▶ GIVEN TEXT
· · · · · · ·
Yeah, every once in awhile we'd get a brick that still had a lot of sticky red hairs -- that was a time for celebration.

Speaking of the 70s, one of my younger friends took one look at the joints I rolled and said "Dude, 70s torpedo!"...

I hit him with my cane.


----------



## kgp (Jun 2, 2013)

My buddy found a stash of a hundred or so seeds labeled redbud. He thinks they are from the 70's. not too sure, they are old though for sure. We were going to try and germ them for the hell of it... Who knows if one or two may actually pop. I blast from the past. Either way its gonna be fun trying and in reality, that's what it's all about. Well for me anyway. Peace!


----------



## beans davis (Jun 2, 2013)

Columbians are unexcelled for contemplation,but there's nothing like good old Mexican for laughter and sociability.​


----------



## Jogro (Jun 3, 2013)

althor said:


> If you have been smoking shit all year long and then you get something that isn't shit (like columbian gold) you get 10x higher than you expect and all of a sudden you think it is the greatest thing ever grown. When in fact, it is just much better than absolute shit, but still *nowhere near as good as today's bu*d.


Obviously, most of the stuff being imported in bulk into the USA in the 1960s and 70s was schwagg, and the schwagg from the 1970s was, if anything "schwaggier" because it wasn't hand manicured, leafier, and full of stems and ceeds. So I agree with the first part of that. 

As to the second part, the question here, I think, is just how does the BEST of the outdoor grown stuff from the 1970s compare to the stuff around today. 

Fortunately, we don't have to "guess" or even rely on hazy smoke-filled memories from the '70s. Many of the classic 1970s strains are still around, people are still growing them, and with the advent of lab-based testing its possible to do OBJECTIVE comparisons against modern hybrid strains. Also note that he really best of stuff from the 70s was seedless (ie "sinsemilla"), so it was more comparable in appearance and quality to what's grown today.

Not surprisingly to people who actually smoked these back in the day, if you do the comparison, you can see why the "famous" name strains from the 1970s were famous. . .they actually do hold their own. They may not be easy to grow indoors under lights, but grown right, the BEST of the 70s era genetics seem to be every bit as good as the better stuff grown today. Don't take my word for it. Here's some published test results on recent grows of classic "name" 70s era strains being sold at dispensaries in CA:

Highland Thai: 22% THC
http://www.scanalytical.com/index.php?option=com_scl_tested&task=sample&Itemid=359&sample=130417L018

Panama red: 23% THC
http://www.delta9seattle.org/menu/flower/panama-red/#!lightbox/0/

Maui Wowie: 18-22% THC
http://www.scanalytical.com/index.php?option=com_scl_tested&task=sample&Itemid=359&sample=130507W009
http://www.scanalytical.com/index.php?option=com_scl_tested&task=sample&Itemid=359&sample=130521S009

Jamaican Lamb's "bread" ("breath"): 15-22% THC
http://www.scanalytical.com/index.php?option=com_scl_tested&task=sample&Itemid=359&sample=120116R006
http://www.scanalytical.com/index.php?option=com_scl_tested&task=sample&Itemid=359&sample=130409V036
http://www.scanalytical.com/index.php?option=com_scl_tested&task=sample&Itemid=359&sample=130426X027
http://www.scanalytical.com/index.php?option=com_scl_tested&task=sample&Itemid=359&sample=130528U008

Durban Poison 16-22% THC 
This African strain wasn't readily available to American smokers in the 1970s, but the line definitely goes back there.
· · · · · · ·
▶ SUPPLIED ENTRIES
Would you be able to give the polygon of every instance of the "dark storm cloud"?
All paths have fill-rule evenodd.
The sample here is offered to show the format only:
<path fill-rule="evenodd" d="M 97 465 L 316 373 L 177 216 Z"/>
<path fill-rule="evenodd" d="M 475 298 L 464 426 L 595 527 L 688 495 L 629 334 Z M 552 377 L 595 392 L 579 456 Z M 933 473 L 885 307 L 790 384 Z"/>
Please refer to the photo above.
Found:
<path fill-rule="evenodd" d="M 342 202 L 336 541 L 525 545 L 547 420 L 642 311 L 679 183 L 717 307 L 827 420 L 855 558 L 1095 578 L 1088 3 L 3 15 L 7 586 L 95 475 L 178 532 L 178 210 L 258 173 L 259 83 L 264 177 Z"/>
· · · · · · ·
▶ YOUR GOAL
Condense the paragraph of the forum thread above that begins "Fortunately, we don't have to" into a short bulleted list that keeps its main facts.

▶ RESPONSE BOX
- Comparing 1970s cannabis with today's doesn't require guessing or relying on hazy memories.
- Many classic 1970s strains still exist and are still grown.
- Lab-based testing allows objective comparisons with modern hybrid strains.
- The best 1970s cannabis was seedless ("sinsemilla"), so its appearance and quality were closer to what is grown today.